Records to use:
----------
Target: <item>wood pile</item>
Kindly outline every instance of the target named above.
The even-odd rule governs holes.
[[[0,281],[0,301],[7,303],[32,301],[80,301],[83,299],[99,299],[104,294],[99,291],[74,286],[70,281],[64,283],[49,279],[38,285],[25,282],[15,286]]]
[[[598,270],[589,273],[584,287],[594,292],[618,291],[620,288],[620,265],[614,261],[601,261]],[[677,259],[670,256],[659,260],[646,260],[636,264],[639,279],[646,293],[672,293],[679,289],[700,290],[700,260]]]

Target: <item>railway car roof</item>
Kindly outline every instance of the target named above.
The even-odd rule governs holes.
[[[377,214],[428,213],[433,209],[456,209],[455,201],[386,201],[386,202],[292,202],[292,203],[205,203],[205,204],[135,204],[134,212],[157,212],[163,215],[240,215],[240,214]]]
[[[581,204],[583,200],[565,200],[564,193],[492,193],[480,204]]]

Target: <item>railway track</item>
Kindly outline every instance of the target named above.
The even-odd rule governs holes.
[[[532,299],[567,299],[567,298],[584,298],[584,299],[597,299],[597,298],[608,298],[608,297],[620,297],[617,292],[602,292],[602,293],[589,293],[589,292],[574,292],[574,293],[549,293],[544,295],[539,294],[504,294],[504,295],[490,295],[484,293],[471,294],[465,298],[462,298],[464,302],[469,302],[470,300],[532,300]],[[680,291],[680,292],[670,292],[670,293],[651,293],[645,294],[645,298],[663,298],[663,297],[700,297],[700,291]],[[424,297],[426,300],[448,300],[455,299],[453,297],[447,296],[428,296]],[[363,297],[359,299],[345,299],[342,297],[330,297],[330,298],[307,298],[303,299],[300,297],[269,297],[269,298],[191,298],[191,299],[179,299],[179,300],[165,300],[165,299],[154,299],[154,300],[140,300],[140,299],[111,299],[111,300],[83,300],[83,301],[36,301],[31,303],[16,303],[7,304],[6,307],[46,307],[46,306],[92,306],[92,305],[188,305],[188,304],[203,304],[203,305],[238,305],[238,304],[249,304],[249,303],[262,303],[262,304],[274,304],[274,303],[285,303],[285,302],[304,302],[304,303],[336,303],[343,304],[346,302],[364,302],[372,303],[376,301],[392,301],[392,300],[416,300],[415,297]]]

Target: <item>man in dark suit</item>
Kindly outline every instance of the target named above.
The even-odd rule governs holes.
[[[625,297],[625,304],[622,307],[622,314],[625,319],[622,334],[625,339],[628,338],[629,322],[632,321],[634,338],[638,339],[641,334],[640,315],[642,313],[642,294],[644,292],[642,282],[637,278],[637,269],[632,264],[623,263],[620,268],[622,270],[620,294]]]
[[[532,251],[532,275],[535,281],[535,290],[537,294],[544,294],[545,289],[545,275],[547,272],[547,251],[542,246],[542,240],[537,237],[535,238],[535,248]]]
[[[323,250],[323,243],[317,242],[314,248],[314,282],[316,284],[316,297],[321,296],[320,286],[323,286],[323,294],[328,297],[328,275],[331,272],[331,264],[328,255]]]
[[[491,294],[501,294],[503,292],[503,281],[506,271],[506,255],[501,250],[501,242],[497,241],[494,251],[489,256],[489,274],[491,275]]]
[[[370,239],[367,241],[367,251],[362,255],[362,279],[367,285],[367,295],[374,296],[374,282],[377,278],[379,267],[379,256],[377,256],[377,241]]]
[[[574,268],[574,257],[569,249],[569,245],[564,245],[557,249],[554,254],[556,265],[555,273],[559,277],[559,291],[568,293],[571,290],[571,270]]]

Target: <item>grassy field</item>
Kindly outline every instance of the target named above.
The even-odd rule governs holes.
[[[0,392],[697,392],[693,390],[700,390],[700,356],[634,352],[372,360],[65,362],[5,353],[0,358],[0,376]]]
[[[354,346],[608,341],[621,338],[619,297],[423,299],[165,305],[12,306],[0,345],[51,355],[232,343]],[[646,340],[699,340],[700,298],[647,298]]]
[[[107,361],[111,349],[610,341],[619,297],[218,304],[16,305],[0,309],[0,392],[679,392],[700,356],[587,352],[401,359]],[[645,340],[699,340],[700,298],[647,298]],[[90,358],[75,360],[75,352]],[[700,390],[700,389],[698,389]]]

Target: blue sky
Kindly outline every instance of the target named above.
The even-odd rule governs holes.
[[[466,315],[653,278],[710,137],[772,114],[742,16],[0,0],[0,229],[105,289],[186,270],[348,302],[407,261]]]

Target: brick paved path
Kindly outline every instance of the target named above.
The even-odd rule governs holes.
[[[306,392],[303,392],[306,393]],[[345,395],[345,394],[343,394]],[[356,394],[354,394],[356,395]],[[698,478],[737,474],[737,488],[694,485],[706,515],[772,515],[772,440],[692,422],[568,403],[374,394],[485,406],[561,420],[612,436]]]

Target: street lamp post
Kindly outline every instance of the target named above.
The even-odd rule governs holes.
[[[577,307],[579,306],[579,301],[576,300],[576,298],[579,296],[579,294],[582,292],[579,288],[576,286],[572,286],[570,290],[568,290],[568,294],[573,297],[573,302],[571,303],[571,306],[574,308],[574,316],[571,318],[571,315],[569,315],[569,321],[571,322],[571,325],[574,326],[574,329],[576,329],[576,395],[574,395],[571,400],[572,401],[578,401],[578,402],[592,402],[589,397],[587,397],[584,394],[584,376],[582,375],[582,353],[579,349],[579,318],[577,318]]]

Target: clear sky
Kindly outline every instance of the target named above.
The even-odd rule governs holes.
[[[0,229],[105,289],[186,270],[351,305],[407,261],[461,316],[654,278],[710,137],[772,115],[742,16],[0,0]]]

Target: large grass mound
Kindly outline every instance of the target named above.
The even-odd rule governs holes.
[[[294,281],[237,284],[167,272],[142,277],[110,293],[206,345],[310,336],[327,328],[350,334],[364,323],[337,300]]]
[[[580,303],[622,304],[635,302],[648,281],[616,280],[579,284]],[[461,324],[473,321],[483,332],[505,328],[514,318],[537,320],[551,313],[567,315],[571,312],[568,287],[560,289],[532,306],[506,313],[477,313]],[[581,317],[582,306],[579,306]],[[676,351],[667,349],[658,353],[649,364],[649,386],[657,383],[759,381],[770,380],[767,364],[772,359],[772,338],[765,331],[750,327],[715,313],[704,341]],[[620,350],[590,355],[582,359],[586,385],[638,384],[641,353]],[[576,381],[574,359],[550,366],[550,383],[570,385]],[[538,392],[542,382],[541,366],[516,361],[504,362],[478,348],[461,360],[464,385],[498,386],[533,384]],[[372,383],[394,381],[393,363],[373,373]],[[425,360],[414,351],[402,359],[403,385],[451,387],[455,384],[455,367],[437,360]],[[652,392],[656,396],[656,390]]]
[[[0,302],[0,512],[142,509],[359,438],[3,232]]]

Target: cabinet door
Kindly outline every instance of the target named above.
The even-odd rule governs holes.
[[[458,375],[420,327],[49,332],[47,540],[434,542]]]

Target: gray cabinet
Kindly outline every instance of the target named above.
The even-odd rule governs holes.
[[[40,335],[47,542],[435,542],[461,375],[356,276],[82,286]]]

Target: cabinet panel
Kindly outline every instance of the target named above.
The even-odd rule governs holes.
----------
Exercise description:
Take each line from the preceding material that contains "railway" and copy it.

Response to this task:
Target: <item>railway car roof</item>
Target: <item>railway track</item>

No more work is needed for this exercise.